A company is a community – a group bound by fellowship, shared goals and common values. Beyond the paperwork, the reports and the job responsibilities, a company is bound together by friendships, achievements, and the occasional pained grimace exchanged over burnt coffee. These relationships, and the interactions they inspire, make up a company’s culture.
A company’s culture can be the key to brilliant success, or the catalyst to brilliant failure. It’s the beating heart that powers a company’s vitals. It’s a company’s special sauce.
To put it differently, to understand a company’s culture is to understand the motivations and needs of community members, and thus the social contracts they form in the workplace. The nature of those relationships, and the spirit in which they’re made, impacts how a community, and members within it, operate.
A company’s culture is important because it shapes how a company performs.
It makes sense, then, that at some point in a company’s life cycle, company leaders are inspired to define their company’s culture. This process often results in the creation of artefacts that get incorporated into business practices. Businesses use these artefacts (ie. Manifestos and lists of Corporate Values) as tools to help influence and shape company culture as business scales.
As we work to chart a path for us and our clients, we’re very interested in examining those communities we seek to serve. We want to know what what makes them tick. What makes them lose sleep at night (other than burnt coffee).
So, as part of our efforts, we turned to the “culture decks” of three B2B SaaS companies of approximately the same size (~250 employees), Nanigans, Asana, and Percolate, headquartered in Boston, San Francisco, and New York, respectively.
We reviewed the corporate values of each business. We then combined those values in a single list, 26 in total, augmented the list with context from each deck, crossed our fingers, and hoped interesting patterns would emerge.
Some interesting patterns emerged (albeit from a small and subjective data set).
We identified 11 unique “Intents” represented by the set of 26 values, where an Intent is the identified purpose behind a value. In other words, an Intent describes the characteristic or attribute of a company’s culture that the company is trying to capture with a specific value.
In more than one company, the list of corporate values contained more than one value with the same Intent. We also identified three shared Intents across these three companies (Accountability, Empathy, and Startup Spirit); and two Intents that were unique to a single company (Innovation and Pride, both reflected in the corporate values of a single company).
Accountability, Empathy, Startup Spirit
Each of these three companies deliberately selected values that encourage a sense of ownership and accountability in every team member. When it comes to scaling a team of individuals, what better way is there than to empower every single one to be the strongest individual they can be?
But strong individuals don’t necessarily make strong team players, and so it comes as no surprise to see Empathy as the second ubiquitous Intent amongst these three companies. Without empathy for others, a strong individual is a weak community member.
The third Intent we identified to be present in the company values of all three companies, is Startup Spirit. Understandably, each of these companies is interested in preserving that early-stage willingness to throw mud. It’s that sense of freedom, that ability to fly forward in the face of risk, that inspires creativity; and inspires community members to take leaps of faith in solutions and their own decisions.

== Entries provided ==
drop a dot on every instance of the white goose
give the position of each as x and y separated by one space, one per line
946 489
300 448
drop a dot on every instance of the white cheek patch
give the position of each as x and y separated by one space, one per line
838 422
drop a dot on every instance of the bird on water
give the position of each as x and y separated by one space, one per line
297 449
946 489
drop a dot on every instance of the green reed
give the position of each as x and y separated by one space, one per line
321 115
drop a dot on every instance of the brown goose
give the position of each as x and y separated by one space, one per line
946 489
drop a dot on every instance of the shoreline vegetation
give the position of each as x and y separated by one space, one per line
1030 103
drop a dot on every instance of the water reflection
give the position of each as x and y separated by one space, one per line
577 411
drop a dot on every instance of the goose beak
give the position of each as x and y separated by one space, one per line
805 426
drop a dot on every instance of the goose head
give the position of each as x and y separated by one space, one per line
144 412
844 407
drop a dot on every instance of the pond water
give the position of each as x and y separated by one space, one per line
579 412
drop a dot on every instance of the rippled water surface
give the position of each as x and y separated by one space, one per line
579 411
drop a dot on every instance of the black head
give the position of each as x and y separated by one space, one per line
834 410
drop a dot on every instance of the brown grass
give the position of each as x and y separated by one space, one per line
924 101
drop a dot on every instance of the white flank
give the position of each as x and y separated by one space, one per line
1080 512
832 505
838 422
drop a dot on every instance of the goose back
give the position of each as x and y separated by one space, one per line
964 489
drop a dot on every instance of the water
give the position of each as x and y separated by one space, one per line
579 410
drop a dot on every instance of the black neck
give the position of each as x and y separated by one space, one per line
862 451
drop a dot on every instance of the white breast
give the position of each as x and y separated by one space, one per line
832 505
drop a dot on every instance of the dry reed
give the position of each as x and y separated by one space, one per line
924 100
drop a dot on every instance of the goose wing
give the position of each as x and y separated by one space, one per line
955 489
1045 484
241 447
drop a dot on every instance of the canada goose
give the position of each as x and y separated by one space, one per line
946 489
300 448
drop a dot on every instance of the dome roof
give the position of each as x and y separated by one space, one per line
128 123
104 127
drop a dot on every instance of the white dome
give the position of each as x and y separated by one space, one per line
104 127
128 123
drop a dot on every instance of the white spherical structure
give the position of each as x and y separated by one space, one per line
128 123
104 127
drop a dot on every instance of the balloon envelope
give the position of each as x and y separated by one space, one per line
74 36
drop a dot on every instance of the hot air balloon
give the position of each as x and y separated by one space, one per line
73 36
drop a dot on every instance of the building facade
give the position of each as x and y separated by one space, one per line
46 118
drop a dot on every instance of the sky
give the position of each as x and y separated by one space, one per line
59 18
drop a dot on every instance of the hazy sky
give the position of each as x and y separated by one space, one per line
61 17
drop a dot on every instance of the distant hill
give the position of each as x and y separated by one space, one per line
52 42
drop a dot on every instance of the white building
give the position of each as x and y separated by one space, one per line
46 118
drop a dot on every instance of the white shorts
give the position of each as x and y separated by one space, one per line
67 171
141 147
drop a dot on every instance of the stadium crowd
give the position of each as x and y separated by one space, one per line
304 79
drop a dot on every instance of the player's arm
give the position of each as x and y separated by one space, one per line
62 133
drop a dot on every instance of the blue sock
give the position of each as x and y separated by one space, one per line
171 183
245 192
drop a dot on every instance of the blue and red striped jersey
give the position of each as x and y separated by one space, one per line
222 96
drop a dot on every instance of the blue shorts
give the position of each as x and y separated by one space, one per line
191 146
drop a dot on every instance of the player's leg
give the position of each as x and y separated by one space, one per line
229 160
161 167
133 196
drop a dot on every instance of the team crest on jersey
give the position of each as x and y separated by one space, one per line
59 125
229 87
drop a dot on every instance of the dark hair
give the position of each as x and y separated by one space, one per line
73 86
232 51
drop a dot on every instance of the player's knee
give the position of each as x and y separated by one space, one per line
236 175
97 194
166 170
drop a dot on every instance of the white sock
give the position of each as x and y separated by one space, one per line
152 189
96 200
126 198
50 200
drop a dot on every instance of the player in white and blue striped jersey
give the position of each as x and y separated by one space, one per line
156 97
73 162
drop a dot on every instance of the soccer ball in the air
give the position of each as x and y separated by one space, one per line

== Objective 1 ==
Retype the passage on company culture word for word, starting with "So, as part" and going on through "patterns would emerge.".
== Objective 2 ==
Pick up the company culture passage after its final sentence and extend it.

== Right answer 1 ==
So, as part of our efforts, we turned to the “culture decks” of three B2B SaaS companies of approximately the same size (~250 employees), Nanigans, Asana, and Percolate, headquartered in Boston, San Francisco, and New York, respectively.
We reviewed the corporate values of each business. We then combined those values in a single list, 26 in total, augmented the list with context from each deck, crossed our fingers, and hoped interesting patterns would emerge.

== Right answer 2 ==
What does this little bit of information tell us? A lot, actually.
It helps us to understand the motivations and needs of the community members we seek to serve with our software. It helps us gain a little more insight into our customer; which is a lot more insight into product market fit.
We can see that the communities we seek to help care about scaling mindfulness, and inclusion, and sound judgment. Now it’s up to us to build productivity tools that can help with that.
It’s often said that a company is only as successful as its people. We’d say that’s true, but not because Hiring The Right People means Hiring Rockstars. Rather, because a company is a community, and a community has culture. Though culture emerges organically, it can be defined, and then shaped, which in turn shapes the community from which new culture emerges.
So, as we consider the future of work, we should also be considering our company values, and the role they play in describing and influencing company culture. Perhaps instead of asking ourselves: What is the future of work? we should instead be asking, What is the future of our communities?
Accountability – Values that encourage employees to take ownership over their work, and recognize their responsibility as a contributing member to a larger group. Those values that fall into this group include: Invested (Nanigans), Ownership (Percolate), and Company as Collective of Peers (Asana).
Communication – These values celebrate aspects of a company’s culture that encourage clear communication, such as Unfiltered (Nanigans), and Transparency by Default (Asana).
Empathy – Each of these three companies list company values that encourage the practise of empathy, whether it’s building bridges between employees and product users, or creating connections between employees. Examples include: Caring (Nanigans), Thoughtful by Design (Percolate), and Mindfulness (Asana).
Inclusion – Values that promote the inclusion of all; a niche for every person. Examples include: Fun (Nanigans), Egolessness (Asana), and Balancing or Integrating Opposites (Asana).
Innovation – These values encourage a productive creative process of development within a company. An example is, Constant Questioning (Percolate).
Pride – Values in this category encourage a sense of pride in identity as member of the workplace community, and in the output produced by the group. An example is, Not just a job (Percolate).
Productivity – These values emphasize the importance of productivity as a balanced outcome, through-out processes of innovation. Examples of values that belong to this category are: Shipping > Not Shipping (Percolate), Led by Product (Percolate), and Pragmatic Craftsmanship (Asana).
Quality – Whether it’s to emphasize the quality of work, or the nature of people a company is looking to hire, values that belong to this category encourage an appreciation of quality as a part of a company’s growth. Examples include: Impressive (Nanigans), and Judge Percolate Against Percolate (Percolate).
Startup_Spirit – The values that belong to this category seek to capture the essence of that special something that makes a startup a startup, so that the quality is never far from sight, and can grow with the community. Examples include Growing (Percolate), Willing (Nanigans), and Aiming to Maximize Impact (Asana).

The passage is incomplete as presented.